The TCPA contains two distinct sections that grant individuals a private right of action. Under Section 227(b), the TCPA regulates various telecommunications devices and prohibits the use of certain technologies for calling several types of end-users without an emergency purpose or prior express consent of the called party. Mims v. Arrow Fin. Svcs., LLC, 565 U.S. 368, 373 (2012); see 47 U.S.C. § 227(b). In relevant part, Section 227(b) makes it unlawful for any person to “make any call (other than a call made for emergency purposes or made with the prior express consent of the called party) using any automatic telephone dialing system or an artificial or prerecorded voice . . . to any telephone number assigned to a . . . cellular telephone service[.]” 47 U.S.C. § 227(b)(1)(A).

Under Section 227(c), the TCPA delegates authority to the Federal Communications Commission (FCC) to promulgate regulations “to protect residential telephone subscribers' privacy rights to avoid receiving telephone solicitations to which they object.” 47 U.S.C. § 227(c). This subsection grants a private right of action to individuals “who ha[ve] received more than one telephone call within any 12-month period by or on behalf of the same entity in violation of the regulations prescribed under [§ 227(c)].” 47 U.S.C. § 227(c)(5). Unlike Section 227(b), Section 227(c) does not regulate automated technologies; rather, it regulates calling practices to protect rights of privacy of those registered on the DNC list.

**PROVIDED RECORDS**

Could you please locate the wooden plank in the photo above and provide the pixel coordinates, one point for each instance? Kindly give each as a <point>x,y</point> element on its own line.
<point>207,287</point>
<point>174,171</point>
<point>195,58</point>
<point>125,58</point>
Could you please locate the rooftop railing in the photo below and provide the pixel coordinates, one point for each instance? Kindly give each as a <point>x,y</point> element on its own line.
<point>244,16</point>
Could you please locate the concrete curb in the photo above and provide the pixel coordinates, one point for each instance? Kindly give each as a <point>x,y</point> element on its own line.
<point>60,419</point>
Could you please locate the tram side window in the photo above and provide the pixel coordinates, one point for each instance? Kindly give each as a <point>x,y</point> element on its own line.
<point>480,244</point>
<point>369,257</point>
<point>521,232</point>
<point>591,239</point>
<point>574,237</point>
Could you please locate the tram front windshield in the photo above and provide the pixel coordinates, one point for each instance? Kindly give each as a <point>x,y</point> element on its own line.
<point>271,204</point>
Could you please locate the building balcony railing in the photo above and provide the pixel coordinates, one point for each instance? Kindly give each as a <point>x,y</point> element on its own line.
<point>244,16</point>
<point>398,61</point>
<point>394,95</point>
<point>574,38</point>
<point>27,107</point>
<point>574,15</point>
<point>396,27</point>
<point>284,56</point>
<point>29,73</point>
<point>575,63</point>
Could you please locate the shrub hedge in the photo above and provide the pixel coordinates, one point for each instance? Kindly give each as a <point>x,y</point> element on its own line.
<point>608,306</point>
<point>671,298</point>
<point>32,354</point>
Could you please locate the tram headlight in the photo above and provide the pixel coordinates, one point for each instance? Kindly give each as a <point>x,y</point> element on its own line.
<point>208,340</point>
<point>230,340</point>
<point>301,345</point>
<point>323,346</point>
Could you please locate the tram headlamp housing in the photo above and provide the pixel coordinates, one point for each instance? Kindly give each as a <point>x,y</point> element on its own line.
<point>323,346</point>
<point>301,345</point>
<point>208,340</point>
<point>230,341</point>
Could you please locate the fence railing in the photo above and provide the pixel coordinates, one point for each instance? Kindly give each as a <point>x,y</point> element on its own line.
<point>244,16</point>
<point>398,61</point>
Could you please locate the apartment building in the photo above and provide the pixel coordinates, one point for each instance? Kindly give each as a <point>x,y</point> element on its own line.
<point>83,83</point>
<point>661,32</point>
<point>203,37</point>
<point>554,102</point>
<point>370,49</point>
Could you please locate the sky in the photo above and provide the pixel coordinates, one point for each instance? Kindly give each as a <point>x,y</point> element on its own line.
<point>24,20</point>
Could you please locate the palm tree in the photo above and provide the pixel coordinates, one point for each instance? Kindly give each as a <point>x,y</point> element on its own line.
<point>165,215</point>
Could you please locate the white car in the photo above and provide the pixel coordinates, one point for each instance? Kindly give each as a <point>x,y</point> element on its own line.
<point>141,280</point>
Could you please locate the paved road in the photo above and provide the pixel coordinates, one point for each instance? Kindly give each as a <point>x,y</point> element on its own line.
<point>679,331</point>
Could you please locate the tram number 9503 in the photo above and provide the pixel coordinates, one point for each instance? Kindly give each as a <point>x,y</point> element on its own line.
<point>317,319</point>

**ACTIONS TO TAKE**
1. According to the TCPA excerpt, to whom does Section 227(c) delegate authority to promulgate regulations?
2. Continue the TCPA excerpt from the point where it stops.

**RESPONSES BY TASK**
1. The Federal Communications Commission (FCC).

2.
Therefore, “a TCPA violation occurs if: (1) the defendant messaged a cellular telephone number; (2) using an automatic telephone dialing system [or an artificial or prerecorded voice]; (3) without the recipient's prior express consent.” Horton v. Nat'l Republican Senatorial Comm., 2023 WL 372066, at *3 (N.D. Tex. Jan. 23, 2023) (Fish, J.). Further, to support a TCPA claim or a claim under the FCC's regulations, a plaintiff can allege either direct liability by showing that the defendant initiated the offending calls, or vicarious liability by showing that an entity or person in an agency relationship with the defendant initiated the calls. See Cunningham v. Lifestyles Dev., LLC, 2019 WL 4282039, at *3-4 (E.D. Tex. Aug. 8, 2019) (Nowak, J.); In re Joint Petition filed by Dish Network, LLC, 28 F.C.C.R. 6574, 6582 ¶ 24 (2013). A person or entity “initiates” a telephone call when “it takes the steps necessary to physically place a telephone call.” See Dish Network, 28 F.C.C.R. at 6583 ¶ 26. That is, to “initiate” suggests some “direct connection between a person or entity and the making of a call.” See id.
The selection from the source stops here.